* start ENTRIES *

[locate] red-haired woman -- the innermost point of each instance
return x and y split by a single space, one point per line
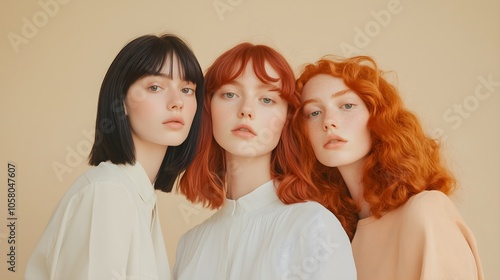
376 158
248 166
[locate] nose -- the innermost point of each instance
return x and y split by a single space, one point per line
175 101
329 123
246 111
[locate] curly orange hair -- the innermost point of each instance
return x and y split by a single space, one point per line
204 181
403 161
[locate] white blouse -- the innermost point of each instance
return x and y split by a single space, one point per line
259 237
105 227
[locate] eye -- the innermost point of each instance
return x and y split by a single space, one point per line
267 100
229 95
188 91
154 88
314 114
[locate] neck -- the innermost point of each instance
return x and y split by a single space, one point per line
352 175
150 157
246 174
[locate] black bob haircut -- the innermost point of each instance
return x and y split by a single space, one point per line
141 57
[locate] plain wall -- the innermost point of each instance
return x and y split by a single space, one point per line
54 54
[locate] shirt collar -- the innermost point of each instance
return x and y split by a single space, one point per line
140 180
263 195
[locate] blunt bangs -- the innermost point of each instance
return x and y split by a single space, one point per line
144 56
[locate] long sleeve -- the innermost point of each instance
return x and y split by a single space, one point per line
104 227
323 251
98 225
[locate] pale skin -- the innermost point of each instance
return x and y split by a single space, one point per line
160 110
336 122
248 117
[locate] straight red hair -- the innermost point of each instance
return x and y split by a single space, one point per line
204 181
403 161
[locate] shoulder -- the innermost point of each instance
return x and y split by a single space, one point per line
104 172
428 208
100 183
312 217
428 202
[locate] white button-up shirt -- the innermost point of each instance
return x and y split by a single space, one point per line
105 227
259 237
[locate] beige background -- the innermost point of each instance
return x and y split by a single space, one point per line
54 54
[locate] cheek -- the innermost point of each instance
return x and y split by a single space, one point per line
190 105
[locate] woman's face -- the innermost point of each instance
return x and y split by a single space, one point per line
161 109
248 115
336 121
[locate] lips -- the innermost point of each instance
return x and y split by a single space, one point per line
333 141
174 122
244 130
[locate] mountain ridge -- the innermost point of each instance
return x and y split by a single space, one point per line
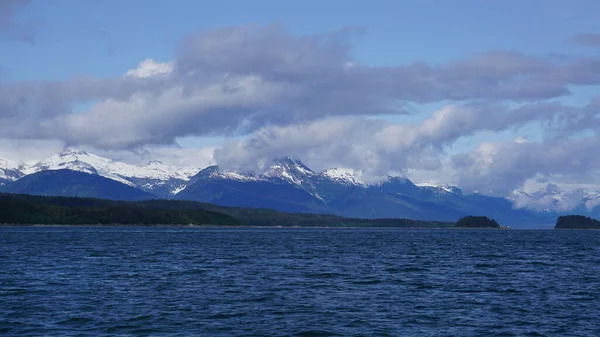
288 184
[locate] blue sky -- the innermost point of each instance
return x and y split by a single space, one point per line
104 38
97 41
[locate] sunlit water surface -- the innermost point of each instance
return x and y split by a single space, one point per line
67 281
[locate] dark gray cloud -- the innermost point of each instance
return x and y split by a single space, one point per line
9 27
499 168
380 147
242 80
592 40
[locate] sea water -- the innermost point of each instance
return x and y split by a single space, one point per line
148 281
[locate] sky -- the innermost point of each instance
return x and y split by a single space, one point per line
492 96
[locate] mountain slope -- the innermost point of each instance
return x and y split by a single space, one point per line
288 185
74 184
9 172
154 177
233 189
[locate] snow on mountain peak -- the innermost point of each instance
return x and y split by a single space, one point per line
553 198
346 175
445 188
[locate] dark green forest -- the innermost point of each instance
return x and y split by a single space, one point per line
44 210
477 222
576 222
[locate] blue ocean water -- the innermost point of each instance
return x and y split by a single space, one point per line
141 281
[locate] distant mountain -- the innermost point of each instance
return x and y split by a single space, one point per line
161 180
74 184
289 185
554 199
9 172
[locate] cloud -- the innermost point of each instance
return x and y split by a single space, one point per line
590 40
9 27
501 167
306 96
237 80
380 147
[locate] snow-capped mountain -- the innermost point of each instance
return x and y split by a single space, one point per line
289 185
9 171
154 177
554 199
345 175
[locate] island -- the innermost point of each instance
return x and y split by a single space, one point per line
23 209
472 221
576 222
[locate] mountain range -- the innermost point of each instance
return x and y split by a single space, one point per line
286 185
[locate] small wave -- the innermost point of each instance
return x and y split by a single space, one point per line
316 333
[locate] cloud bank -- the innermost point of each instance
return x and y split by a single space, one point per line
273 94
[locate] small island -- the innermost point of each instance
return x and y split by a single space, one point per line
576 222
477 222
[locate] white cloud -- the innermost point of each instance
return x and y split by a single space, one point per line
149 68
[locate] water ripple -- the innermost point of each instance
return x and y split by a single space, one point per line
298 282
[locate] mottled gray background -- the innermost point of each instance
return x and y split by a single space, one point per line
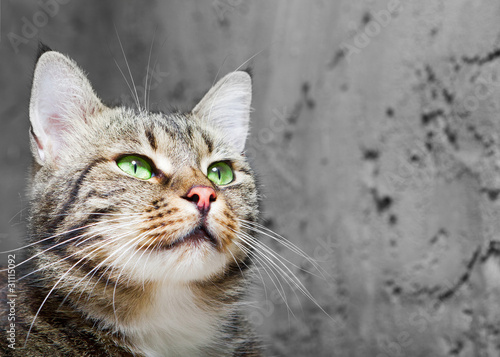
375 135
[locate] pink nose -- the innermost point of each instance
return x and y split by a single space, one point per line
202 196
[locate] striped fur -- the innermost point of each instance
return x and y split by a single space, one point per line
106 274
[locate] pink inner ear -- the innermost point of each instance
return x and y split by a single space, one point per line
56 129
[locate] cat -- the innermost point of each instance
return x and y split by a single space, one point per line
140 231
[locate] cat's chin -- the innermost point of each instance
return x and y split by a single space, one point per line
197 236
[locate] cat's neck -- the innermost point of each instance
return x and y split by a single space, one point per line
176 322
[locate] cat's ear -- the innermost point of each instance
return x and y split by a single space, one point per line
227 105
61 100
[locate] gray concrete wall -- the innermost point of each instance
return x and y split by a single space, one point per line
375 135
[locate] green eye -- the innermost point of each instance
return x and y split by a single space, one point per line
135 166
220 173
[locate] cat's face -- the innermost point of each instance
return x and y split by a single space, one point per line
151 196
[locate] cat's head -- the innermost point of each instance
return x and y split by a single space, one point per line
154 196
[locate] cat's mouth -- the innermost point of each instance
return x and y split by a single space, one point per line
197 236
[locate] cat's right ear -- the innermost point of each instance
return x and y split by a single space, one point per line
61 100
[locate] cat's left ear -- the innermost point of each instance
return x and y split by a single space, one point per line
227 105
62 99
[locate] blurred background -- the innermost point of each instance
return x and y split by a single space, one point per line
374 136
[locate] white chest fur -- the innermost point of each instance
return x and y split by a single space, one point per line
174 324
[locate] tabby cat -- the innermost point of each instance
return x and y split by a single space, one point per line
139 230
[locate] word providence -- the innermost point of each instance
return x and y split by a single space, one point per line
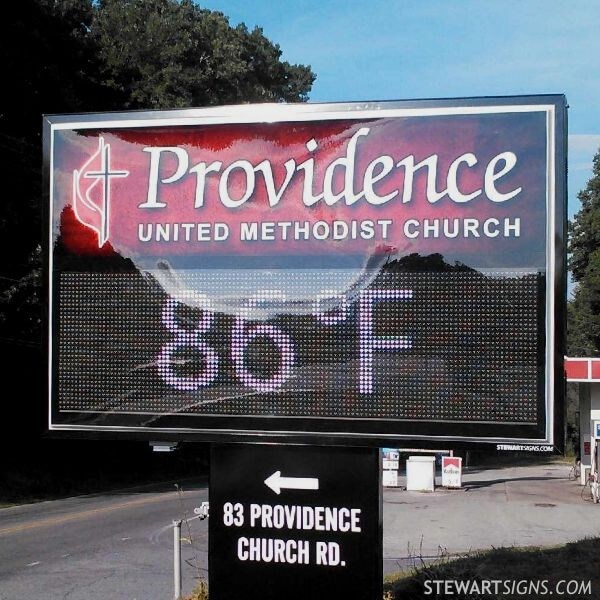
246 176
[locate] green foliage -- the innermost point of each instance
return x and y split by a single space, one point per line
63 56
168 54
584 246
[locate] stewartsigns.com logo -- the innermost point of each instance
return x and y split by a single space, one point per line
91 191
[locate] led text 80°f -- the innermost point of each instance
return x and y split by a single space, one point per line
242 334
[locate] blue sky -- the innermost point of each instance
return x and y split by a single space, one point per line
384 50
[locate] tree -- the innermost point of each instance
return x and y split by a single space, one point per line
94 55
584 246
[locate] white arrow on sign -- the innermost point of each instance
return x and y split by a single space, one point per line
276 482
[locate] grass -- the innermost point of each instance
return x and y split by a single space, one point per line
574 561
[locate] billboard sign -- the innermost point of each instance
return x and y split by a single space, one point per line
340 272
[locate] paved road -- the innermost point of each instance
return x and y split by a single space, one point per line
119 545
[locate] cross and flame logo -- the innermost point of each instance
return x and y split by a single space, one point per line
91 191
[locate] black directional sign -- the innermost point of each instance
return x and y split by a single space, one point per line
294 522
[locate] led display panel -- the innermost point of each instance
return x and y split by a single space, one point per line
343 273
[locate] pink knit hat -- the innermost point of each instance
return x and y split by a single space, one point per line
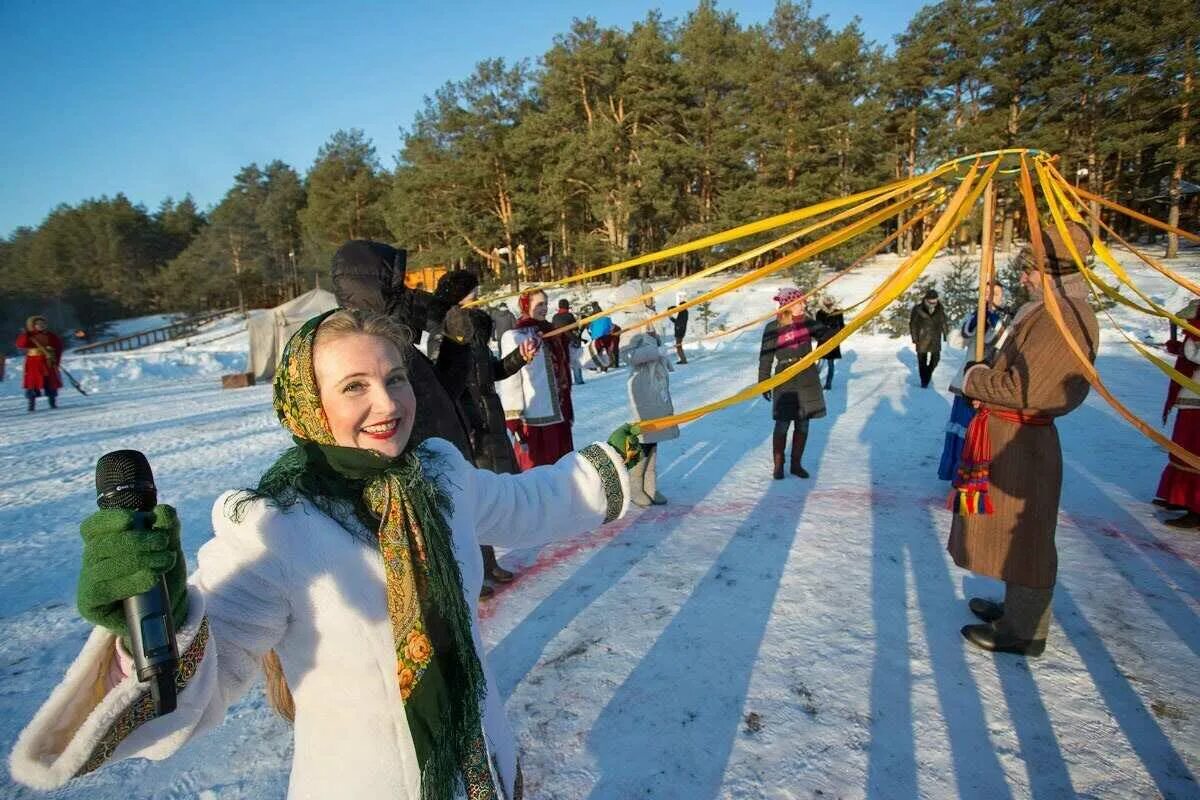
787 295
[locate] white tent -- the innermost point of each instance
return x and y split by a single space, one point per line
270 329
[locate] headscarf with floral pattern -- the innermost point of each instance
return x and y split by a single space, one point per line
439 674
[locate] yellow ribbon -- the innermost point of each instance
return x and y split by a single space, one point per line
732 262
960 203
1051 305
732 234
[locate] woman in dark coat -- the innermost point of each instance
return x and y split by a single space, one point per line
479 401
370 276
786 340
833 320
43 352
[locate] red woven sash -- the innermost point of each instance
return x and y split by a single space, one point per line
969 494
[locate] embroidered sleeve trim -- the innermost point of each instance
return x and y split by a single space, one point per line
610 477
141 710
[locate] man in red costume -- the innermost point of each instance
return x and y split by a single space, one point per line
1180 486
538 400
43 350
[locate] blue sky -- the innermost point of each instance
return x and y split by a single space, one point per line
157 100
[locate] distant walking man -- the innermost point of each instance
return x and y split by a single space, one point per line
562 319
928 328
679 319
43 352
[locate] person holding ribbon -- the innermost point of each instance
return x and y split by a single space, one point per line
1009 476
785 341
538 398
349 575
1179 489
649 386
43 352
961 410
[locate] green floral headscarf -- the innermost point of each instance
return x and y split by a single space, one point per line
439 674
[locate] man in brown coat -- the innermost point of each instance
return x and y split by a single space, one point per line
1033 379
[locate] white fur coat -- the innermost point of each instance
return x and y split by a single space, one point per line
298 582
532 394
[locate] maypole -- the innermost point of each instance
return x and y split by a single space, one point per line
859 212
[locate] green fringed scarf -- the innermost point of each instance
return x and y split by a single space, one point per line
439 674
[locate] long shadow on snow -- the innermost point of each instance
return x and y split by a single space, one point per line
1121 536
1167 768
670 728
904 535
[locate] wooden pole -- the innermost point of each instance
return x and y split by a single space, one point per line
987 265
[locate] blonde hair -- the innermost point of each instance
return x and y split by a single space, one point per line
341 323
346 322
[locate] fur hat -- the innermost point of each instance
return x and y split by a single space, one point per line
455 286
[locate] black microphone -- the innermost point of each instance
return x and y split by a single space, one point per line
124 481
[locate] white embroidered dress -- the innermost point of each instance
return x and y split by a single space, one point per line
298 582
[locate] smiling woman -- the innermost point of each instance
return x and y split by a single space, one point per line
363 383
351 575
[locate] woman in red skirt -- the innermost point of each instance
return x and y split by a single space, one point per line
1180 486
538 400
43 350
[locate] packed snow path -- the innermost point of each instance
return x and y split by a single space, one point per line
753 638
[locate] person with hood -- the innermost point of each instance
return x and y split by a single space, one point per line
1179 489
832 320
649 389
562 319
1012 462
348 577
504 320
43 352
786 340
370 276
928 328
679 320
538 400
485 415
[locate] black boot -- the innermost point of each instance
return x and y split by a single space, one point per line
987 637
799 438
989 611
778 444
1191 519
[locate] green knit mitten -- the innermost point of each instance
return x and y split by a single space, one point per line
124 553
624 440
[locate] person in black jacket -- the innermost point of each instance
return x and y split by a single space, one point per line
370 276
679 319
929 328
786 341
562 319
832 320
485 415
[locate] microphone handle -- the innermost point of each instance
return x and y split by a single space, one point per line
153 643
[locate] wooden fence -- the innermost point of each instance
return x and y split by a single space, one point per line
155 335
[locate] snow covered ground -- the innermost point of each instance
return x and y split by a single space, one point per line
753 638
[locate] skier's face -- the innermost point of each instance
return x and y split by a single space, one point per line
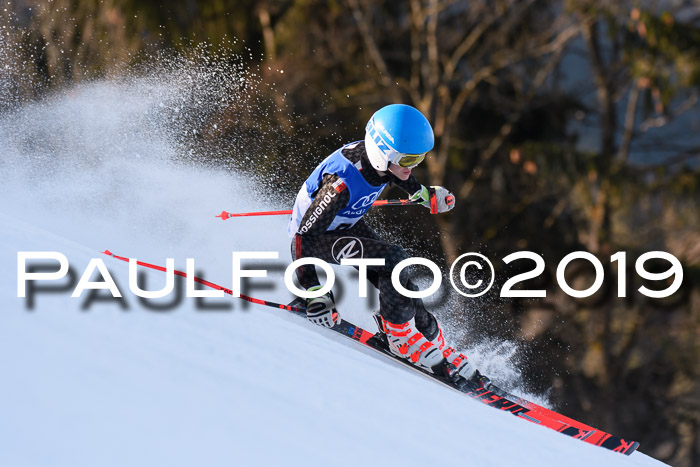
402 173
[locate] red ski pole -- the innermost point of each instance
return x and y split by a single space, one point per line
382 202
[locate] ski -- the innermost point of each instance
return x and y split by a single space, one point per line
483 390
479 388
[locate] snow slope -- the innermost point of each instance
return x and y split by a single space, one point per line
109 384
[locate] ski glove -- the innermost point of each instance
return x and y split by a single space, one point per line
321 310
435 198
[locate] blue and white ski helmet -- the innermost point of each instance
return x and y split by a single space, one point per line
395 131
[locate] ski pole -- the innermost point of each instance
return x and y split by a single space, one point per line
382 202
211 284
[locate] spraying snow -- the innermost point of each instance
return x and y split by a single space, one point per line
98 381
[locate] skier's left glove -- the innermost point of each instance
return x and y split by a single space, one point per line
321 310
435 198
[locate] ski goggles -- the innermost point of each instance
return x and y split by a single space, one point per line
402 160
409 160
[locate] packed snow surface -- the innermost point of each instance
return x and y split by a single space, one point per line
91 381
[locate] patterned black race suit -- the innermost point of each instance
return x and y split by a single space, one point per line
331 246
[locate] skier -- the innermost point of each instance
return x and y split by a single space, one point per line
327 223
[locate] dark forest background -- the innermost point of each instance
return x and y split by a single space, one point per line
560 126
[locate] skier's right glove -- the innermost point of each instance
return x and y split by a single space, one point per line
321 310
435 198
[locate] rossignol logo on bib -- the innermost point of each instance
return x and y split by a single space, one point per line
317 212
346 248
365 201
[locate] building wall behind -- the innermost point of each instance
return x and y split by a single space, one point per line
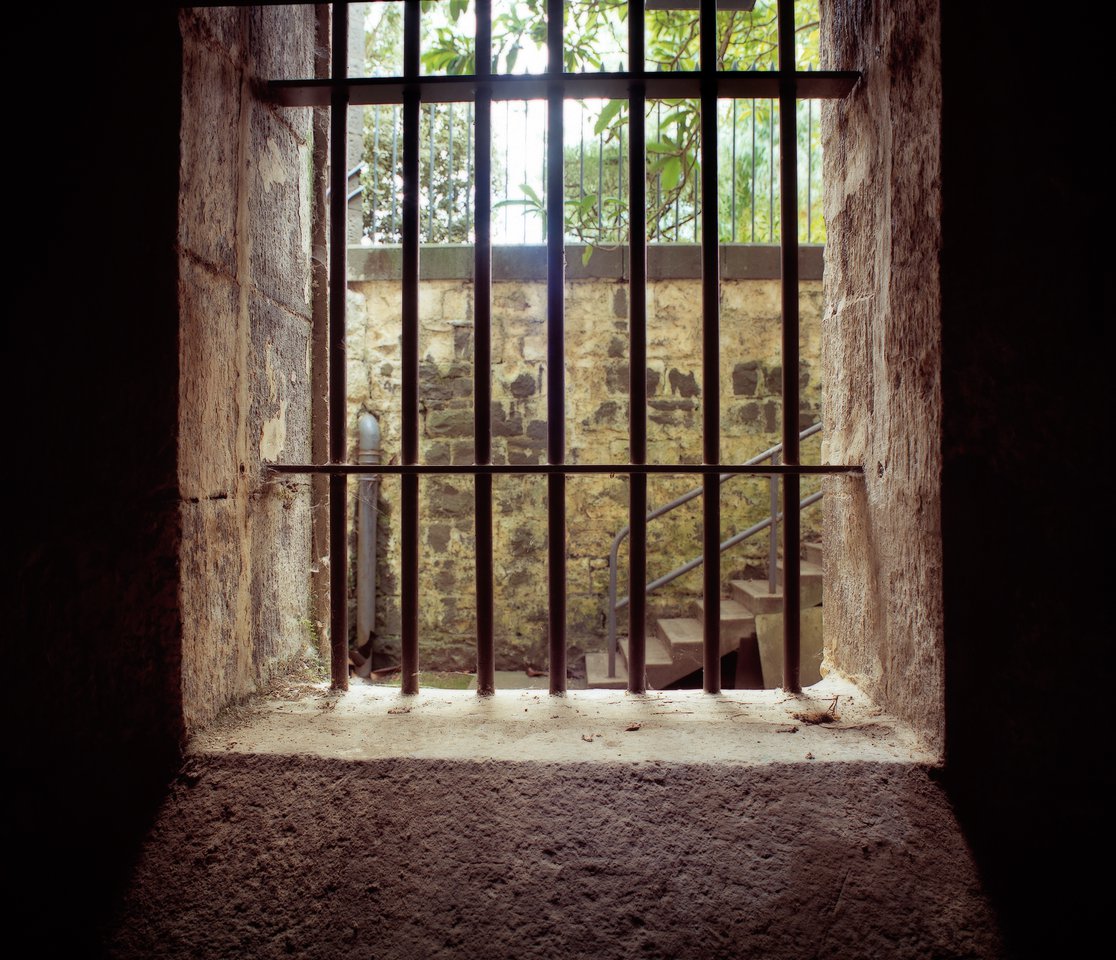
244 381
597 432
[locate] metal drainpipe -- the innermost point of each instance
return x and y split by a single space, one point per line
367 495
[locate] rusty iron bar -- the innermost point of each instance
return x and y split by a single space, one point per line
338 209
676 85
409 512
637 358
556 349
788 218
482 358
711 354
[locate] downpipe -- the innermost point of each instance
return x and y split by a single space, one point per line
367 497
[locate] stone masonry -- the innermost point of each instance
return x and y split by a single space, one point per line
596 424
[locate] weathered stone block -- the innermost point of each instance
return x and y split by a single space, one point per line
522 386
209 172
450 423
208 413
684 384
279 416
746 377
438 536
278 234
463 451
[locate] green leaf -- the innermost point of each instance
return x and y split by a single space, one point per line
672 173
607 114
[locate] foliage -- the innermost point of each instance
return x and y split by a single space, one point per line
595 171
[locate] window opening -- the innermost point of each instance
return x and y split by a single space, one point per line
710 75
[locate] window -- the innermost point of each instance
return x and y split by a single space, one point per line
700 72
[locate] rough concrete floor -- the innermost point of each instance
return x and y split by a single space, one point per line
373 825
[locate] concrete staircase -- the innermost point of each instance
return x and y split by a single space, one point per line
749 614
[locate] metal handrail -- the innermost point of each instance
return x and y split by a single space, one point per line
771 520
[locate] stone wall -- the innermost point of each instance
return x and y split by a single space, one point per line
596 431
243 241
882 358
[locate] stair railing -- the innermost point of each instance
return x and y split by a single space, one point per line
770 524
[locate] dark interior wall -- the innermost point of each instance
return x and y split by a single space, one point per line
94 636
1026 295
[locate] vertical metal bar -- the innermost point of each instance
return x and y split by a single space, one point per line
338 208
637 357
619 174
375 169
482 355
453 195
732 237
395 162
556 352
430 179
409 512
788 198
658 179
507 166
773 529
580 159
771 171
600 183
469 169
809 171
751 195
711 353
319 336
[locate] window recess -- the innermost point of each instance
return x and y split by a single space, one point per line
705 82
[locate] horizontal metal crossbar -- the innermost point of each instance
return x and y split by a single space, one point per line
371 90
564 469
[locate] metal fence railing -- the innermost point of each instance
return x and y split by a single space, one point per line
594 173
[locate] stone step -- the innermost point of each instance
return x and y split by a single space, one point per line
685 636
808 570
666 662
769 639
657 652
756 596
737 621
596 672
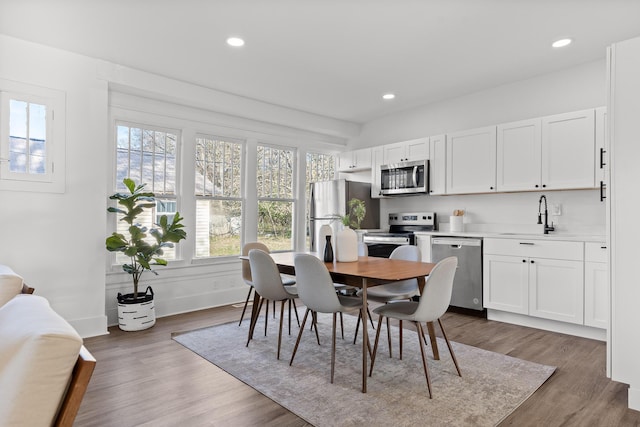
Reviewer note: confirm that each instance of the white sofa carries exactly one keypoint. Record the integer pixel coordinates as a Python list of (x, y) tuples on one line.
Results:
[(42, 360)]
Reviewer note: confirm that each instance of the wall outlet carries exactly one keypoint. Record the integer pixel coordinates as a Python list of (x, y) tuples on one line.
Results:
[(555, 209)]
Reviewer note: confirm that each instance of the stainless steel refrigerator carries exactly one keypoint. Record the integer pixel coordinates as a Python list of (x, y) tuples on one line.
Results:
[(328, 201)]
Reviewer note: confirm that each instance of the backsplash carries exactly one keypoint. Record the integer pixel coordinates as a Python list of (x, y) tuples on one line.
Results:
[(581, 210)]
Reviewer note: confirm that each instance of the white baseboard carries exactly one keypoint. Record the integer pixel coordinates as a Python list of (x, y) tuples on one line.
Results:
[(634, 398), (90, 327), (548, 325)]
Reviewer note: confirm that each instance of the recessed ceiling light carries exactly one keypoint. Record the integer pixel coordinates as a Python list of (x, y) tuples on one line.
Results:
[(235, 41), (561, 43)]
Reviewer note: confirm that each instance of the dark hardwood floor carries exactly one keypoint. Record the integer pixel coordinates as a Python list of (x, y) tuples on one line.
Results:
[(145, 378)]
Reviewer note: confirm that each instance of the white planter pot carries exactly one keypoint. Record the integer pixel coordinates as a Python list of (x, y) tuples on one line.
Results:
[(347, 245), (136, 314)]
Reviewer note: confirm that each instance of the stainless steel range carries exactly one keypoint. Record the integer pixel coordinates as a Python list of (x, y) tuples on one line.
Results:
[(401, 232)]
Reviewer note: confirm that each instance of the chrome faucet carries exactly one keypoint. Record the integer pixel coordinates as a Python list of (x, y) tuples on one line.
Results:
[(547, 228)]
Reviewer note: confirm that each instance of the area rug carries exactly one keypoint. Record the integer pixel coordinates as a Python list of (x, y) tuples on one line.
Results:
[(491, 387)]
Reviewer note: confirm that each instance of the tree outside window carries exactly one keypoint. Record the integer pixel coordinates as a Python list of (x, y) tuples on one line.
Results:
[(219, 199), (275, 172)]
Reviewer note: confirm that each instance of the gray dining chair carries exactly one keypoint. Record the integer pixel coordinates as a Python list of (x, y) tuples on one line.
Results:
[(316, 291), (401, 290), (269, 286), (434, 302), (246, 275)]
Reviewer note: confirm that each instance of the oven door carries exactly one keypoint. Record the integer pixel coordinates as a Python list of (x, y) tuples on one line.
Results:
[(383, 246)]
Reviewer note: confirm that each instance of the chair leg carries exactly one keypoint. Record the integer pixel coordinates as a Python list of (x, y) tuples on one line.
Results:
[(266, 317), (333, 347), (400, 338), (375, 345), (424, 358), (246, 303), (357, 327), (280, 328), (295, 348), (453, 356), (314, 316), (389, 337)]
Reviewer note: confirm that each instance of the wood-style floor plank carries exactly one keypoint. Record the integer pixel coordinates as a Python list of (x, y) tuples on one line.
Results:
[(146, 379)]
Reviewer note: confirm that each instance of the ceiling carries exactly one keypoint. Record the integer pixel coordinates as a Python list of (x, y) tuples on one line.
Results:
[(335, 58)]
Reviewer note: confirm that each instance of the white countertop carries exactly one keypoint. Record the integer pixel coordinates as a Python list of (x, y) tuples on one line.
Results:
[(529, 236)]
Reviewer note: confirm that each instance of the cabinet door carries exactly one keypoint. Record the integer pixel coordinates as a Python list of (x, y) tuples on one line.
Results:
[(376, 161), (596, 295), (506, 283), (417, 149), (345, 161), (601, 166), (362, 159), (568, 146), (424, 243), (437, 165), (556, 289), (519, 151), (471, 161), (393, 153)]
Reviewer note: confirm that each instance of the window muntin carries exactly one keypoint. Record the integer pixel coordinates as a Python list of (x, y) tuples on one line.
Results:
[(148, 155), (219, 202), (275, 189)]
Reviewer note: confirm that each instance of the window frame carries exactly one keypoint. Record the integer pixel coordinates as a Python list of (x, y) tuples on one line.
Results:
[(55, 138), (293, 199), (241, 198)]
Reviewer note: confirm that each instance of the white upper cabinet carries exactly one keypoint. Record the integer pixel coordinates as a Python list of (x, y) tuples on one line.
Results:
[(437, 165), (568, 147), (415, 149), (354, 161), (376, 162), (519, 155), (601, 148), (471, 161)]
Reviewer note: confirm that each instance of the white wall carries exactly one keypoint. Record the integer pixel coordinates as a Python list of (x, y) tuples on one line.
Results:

* end ENTRIES *

> _WHAT YOU WILL DO_: Reproduce the rows starting at the line that contains "Reviewer note: confirm that each instance of the gray" and ending at the line that contains "316), (389, 337)]", swapping "keypoint" for "landmark" and leaving everything else unchanged.

> _SOLUTION TO THIS EXERCISE_:
Reviewer note: confirm that each instance of the gray dining chair carries exactly one landmark. Record the integer pixel coordinates as a Python list of (x, y) tuples on one line.
Results:
[(316, 291), (401, 290), (269, 286), (434, 302), (246, 275)]
Reviewer note: confirm that each instance of the oven door carries exactly one landmark. Record the integer pixel coordinates as a Python list of (x, y) tuples on one line.
Results:
[(383, 246)]
Reviewer note: confirm that each instance of the chair leg carries exactly one landmark. Record the integer pixel coordinates as a Python list of (x, y) tuples on one line.
Results:
[(266, 317), (333, 347), (400, 338), (375, 345), (424, 358), (246, 303), (357, 327), (280, 328), (295, 348), (453, 356), (314, 316), (389, 337)]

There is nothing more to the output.